Exercise description: Can you write out again the lines from the one containing "# test: mark the horse's front" through the last line, both included and requests kept, with every point coordinate in the answers multiplied by 0.55 and rounded to a whole number, halves rounding up? Leave the numbers in the requests and their sample pairs unchanged.

Material to process:
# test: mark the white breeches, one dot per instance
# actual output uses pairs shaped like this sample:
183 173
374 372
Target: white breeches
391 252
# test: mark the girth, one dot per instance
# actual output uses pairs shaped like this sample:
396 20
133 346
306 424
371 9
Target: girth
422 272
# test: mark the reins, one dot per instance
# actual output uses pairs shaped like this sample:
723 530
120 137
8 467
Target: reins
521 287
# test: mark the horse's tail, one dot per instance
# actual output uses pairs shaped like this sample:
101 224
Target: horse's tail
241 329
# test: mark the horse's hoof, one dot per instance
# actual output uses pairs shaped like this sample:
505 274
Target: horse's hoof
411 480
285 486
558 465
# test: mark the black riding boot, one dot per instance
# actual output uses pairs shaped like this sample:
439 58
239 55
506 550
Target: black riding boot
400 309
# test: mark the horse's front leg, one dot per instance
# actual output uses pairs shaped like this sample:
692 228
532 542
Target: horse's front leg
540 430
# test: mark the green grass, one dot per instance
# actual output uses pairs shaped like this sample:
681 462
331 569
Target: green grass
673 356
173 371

Result of the task:
# test: mark the horse's front leg, one dot per instance
# actual output uses pairs shaped like this sample:
692 228
532 542
Target: horse's front leg
297 237
# test: mark the green grass, one dot per instance
# actual output uses pairs shaped like this sample:
681 462
331 569
Target: green grass
370 196
95 204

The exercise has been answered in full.